## Source document
━━━━━━━━━━━━━━━━━━━━━━━━━━━━━━

The probability in (29) is for any two distinct pairs $(f,f^{\prime})\in[F]\times[F]$ . We take a union bound over all $\binom{L}{2}$ distinct pairs and upper bound the probability as:

	$\displaystyle\mathbb{P}(\exists(f,f^{\prime})\in[F]\times[F],f\neq f^{\prime}:(r-1)\sum_{i=1}^{r-1}\widetilde{s}_{i}\geq\frac{(r-1)9}{10})$
	$\displaystyle\leq\frac{F^{2}}{2}\exp\left[-\frac{1}{2}\left(1-\frac{1}{10}\right)^{2}(r-1)\right]$
	$\displaystyle=\exp\left[2\log(F)-\log(2)-\frac{1}{2}\left(1-\frac{1}{10}\right)^{2}(r-1)\right].$		(30)

∎

Proof:

Fix the following arbitrary real orthogonal bases: $\mathbf{Q}\text{ of }\mathbb{R}^{r}$ , the set of distinct $r$ bases, $\bigl{\{}\mathbf{U}_{1,j}\bigr{\}}_{j=1}^{r}\text{ of }\mathbb{R}^{m_{1}}$ , and the set of distinct $r$ bases, $\bigl{\{}\mathbf{U}_{2,j}\bigr{\}}_{j=1}^{r}\text{ of }\mathbb{R}^{m_{2}}$ .

Next, consider the following hypercubes or subsets thereof: 1) The set of $F$ vectors $\{\mathbf{s}_{f}\}$ from Lemma 1:

\displaystyle\mathbf{s}_{f}\in\biggl{\{}\frac{-1}{\sqrt{r-1}},\frac{+1}{\sqrt{r-1}}\biggr{\}}\subset\mathbb{R}^{r-1},

(31)

2) Two sets of $P_{1}$ and $P_{2}$ matrices, from Corollary 1:

\displaystyle\mathbf{S}_{p_{1}}\in\biggl{\{}\frac{-1}{\sqrt{(m_{1}-1)r}},\frac{+1}{\sqrt{(m_{1}-1)r}}\biggr{\}}\subset\mathbb{R}^{(m_{1}-1)\times r},

(32)

and

\displaystyle\mathbf{S}_{p_{2}}\in\biggl{\{}\frac{-1}{\sqrt{(m_{2}-1)r}},\frac{+1}{\sqrt{(m_{2}-1)r}}\biggr{\}}\subset\mathbb{R}^{(m_{2}-1)\times r},

(33)

respectively.

From Lemma 1 we have the following bounds on the probability that the minimum distance condition is violated for the set (31):

	$\displaystyle\mathbb{P}\biggl{(}\exists(f,f^{\prime})\in[F]\times[F],f\neq f^{\prime}:\left\\|\mathbf{s}_{f}-\mathbf{s}_{f^{\prime}}\right\\|_{0}<\frac{r-1}{20}\biggr{)}$
	$\displaystyle\leq\exp\left[\log(\frac{{F}^{2}}{2})-\frac{(r-1)}{2}\left(1-\frac{2}{20}\right)^{2}\right].$		(34)

━━━━━━━━━━━━━━━━━━━━━━━━━━━━━━

## Source records

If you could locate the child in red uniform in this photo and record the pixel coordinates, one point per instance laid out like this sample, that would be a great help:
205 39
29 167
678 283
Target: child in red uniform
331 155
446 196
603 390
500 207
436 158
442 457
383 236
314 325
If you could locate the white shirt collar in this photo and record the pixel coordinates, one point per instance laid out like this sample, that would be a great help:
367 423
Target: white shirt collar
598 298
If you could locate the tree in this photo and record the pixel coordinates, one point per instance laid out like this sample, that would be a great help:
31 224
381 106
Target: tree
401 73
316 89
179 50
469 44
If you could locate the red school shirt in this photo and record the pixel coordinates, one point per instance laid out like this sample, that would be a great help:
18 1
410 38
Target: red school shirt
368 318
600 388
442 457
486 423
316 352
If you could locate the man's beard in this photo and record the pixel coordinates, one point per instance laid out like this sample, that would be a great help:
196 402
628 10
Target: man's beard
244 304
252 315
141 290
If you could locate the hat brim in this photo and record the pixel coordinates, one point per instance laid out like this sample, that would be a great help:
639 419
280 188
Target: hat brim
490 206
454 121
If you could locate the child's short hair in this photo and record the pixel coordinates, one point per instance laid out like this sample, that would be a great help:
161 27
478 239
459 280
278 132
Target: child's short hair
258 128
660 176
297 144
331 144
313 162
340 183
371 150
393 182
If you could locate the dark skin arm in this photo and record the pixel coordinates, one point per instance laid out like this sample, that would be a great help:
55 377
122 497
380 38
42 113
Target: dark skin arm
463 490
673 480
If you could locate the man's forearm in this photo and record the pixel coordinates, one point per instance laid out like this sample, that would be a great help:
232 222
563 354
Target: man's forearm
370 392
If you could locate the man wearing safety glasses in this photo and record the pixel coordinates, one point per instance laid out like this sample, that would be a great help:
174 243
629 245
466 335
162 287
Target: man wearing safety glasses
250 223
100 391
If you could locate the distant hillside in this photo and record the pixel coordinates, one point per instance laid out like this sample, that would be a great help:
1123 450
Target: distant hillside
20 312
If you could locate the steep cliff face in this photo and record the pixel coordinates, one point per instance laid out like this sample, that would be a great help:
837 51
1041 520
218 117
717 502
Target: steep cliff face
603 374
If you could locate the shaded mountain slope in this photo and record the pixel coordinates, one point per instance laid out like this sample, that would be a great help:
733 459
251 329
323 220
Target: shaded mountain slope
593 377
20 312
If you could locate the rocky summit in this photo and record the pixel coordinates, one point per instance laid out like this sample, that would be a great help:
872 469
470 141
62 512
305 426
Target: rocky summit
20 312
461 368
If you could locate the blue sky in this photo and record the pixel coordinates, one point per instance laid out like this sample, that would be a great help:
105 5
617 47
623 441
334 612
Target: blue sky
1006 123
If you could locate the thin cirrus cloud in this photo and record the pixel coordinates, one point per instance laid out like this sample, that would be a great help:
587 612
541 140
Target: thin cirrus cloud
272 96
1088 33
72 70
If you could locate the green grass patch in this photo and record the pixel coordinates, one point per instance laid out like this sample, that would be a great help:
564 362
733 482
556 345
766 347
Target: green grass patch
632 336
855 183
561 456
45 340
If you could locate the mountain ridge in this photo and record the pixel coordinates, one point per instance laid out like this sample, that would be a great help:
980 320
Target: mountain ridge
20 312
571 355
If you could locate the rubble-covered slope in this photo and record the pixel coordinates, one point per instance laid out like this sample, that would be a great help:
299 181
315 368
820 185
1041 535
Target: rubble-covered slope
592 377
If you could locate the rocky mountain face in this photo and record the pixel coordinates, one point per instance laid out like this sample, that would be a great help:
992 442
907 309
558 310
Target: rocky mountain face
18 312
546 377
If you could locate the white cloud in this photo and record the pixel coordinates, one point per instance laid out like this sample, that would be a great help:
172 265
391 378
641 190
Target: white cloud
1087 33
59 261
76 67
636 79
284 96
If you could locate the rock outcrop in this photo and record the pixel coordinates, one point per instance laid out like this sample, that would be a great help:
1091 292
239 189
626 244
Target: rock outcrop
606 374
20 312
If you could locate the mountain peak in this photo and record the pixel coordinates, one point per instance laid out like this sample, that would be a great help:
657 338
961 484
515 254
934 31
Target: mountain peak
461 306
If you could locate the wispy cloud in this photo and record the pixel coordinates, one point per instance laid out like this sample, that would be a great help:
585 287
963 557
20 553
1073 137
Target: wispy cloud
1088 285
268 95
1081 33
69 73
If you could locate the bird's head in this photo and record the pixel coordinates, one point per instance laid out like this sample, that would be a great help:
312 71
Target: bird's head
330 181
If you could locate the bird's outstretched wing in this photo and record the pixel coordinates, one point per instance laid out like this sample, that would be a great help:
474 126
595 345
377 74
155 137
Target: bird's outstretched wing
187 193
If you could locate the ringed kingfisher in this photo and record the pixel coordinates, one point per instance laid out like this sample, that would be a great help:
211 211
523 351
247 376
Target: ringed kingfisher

━━━━━━━━━━━━━━━━━━━━━━━━━━━━━━

## Your tasks
**a)** Locate every row that contains the string "tree" and copy each of those rows in full.
**b)** Carry the proof on probability bounds further, beginning immediately after its final displayed inequality.

## Task-by-task outputs
**a)**
If you could locate the tree in this photo and record the pixel coordinates, one point per instance laid out like this sample, that would be a great help:
Target: tree

**b)**
Likewise, from Corollary 1, we have the following bounds on the probability that the minimum distance conditions are violated for the sets (32) and (33), respectively:

	$\displaystyle\mathbb{P}\biggl{(}\exists(p_{1},p_{1}^{\prime})\in[P_{1}]\times[P_{1}],p_{1}\neq p_{1}^{\prime}:\left\\|\mathbf{S}_{p_{1}}-\mathbf{S}_{p_{1}^{\prime}}\right\\|_{0}$
	$\displaystyle\qquad<\frac{(m_{1}-1)r}{20}\biggr{)}$
	$\displaystyle\qquad\leq\exp\left[\log\bigl{(}\frac{{P_{1}}^{2}}{2}\bigr{)}-\frac{(m_{1}-1)r}{2}\left(1-\frac{2}{20}\right)^{2}\right],$		(35)

and

	$\displaystyle\mathbb{P}\biggl{(}\exists(p_{2},p_{2}^{\prime})\in[P_{2}]\times[P_{2}],p_{2}\neq p_{2}^{\prime}:\left\\|\mathbf{S}_{p_{2}}-\mathbf{S}_{p_{2}^{\prime}}\right\\|_{0}$
	$\displaystyle\qquad<\frac{(m_{2}-1)r}{20}\biggr{)}$
	$\displaystyle\qquad\leq\exp\left[\log\bigl{(}\frac{{P_{2}}^{2}}{2}\bigr{)}-\frac{(m_{2}-1)r}{2}\left(1-\frac{2}{20}\right)^{2}\right].$		(36)

We require the set of coefficient matrices $\mathcal{B}_{L}$ from the sets in (31), (32) and (33) to exist simultaneously. Hence, using a union bound on (34), (35) and (35), we can choose parameters to guarantee the existence of a construction. This is satisfied if the following conditions on the cardinalities $F$ , $P_{1}$ and $P_{2}$ hold:

\displaystyle 0<F<{\frac{\log_{2}(e)}{4}\left(1-\frac{1}{10}\right)^{2}(r-1)-\frac{1}{2}\log_{2}(\frac{3}{2})},

(37)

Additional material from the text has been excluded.